* PROBLEM TO SOLVE:
Extract each line of the records below that contains the word "road".

* INPUT FOR THIS TASK:
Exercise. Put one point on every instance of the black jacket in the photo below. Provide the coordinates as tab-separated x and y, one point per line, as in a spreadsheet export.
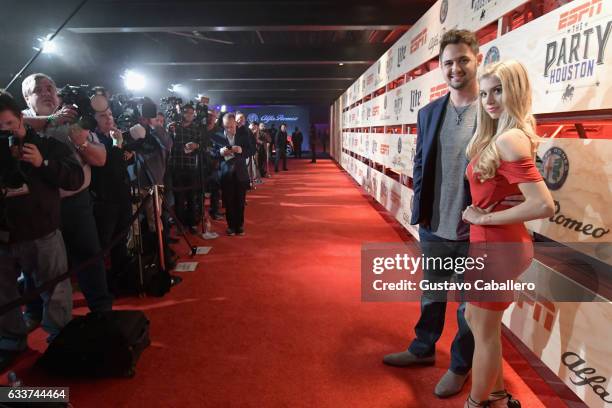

==

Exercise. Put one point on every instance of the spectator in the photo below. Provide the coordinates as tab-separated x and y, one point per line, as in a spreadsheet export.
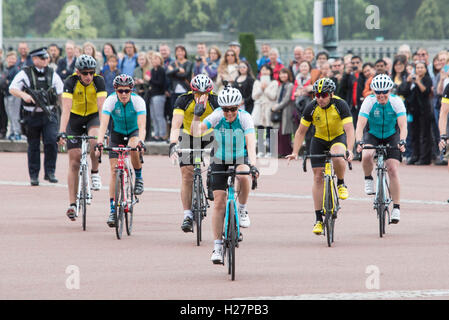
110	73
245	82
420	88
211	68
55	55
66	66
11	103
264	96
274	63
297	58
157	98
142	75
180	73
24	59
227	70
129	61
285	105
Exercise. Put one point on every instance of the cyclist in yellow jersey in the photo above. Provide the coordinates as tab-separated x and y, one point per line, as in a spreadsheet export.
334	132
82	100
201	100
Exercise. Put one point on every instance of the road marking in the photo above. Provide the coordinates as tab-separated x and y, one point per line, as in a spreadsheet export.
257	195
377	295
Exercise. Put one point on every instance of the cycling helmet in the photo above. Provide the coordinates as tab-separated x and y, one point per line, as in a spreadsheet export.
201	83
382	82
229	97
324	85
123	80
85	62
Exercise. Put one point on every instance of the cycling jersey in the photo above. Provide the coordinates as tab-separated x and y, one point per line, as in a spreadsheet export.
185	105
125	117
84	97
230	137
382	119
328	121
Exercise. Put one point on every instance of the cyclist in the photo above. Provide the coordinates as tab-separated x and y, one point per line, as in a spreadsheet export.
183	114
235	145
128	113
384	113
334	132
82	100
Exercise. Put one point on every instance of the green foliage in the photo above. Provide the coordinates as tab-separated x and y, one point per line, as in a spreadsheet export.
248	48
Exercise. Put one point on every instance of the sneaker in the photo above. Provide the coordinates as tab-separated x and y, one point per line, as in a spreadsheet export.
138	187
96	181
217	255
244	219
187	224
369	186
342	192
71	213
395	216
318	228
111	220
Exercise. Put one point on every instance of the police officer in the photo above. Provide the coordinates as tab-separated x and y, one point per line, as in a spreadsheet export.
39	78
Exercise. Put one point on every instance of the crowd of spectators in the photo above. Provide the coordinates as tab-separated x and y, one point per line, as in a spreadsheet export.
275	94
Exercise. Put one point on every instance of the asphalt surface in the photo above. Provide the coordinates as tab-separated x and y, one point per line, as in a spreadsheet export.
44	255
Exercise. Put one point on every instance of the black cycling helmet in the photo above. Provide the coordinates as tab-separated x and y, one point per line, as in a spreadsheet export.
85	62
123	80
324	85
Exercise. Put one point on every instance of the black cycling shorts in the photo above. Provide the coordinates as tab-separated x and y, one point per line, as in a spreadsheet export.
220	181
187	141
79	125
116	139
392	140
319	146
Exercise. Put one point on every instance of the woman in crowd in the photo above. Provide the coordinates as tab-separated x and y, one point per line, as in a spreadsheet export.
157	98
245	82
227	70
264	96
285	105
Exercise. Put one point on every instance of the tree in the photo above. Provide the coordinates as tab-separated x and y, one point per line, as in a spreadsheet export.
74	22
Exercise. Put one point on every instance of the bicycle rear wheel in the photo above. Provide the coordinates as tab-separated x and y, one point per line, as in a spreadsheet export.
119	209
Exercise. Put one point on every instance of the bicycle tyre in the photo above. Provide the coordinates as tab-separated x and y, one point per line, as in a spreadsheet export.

* * *

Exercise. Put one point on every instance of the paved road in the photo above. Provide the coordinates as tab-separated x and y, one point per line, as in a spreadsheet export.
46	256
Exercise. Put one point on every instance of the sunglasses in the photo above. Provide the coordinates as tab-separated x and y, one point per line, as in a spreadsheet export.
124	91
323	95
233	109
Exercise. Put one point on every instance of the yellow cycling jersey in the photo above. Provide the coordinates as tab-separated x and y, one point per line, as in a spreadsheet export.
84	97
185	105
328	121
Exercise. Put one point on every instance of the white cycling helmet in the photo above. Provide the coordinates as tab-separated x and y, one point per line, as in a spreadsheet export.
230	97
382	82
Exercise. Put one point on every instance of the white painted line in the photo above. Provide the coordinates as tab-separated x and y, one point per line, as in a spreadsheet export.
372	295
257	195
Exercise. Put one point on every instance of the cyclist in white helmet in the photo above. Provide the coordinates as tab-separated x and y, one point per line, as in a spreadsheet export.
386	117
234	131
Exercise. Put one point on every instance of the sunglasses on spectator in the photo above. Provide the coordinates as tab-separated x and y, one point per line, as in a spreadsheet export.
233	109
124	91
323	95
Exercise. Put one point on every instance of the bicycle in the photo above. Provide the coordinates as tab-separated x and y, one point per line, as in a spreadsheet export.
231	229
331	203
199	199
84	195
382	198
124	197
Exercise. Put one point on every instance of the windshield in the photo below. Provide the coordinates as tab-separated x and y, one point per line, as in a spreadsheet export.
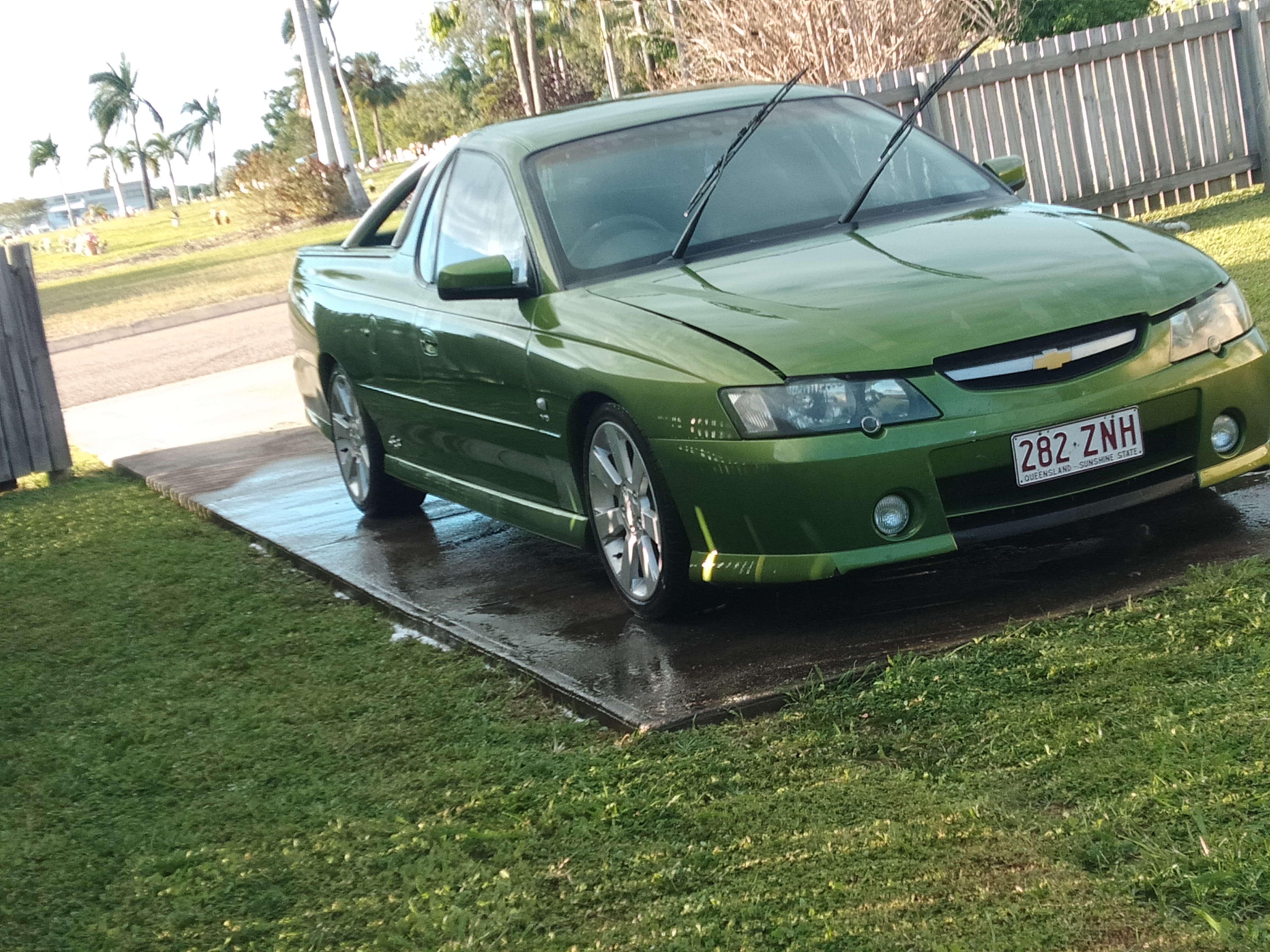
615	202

* WRITTEN SOLUTION:
Exercise. Put one point on every instance of the road marking in the photo above. Provide the coordinates as tab-separated x and y, one point per line, as in a spreadsheet export.
Exercise. Put one point on every instance of the paved road in the photo above. Provide the coordinates as tab-separated x and y, one point per line, as in a spreadsheet export.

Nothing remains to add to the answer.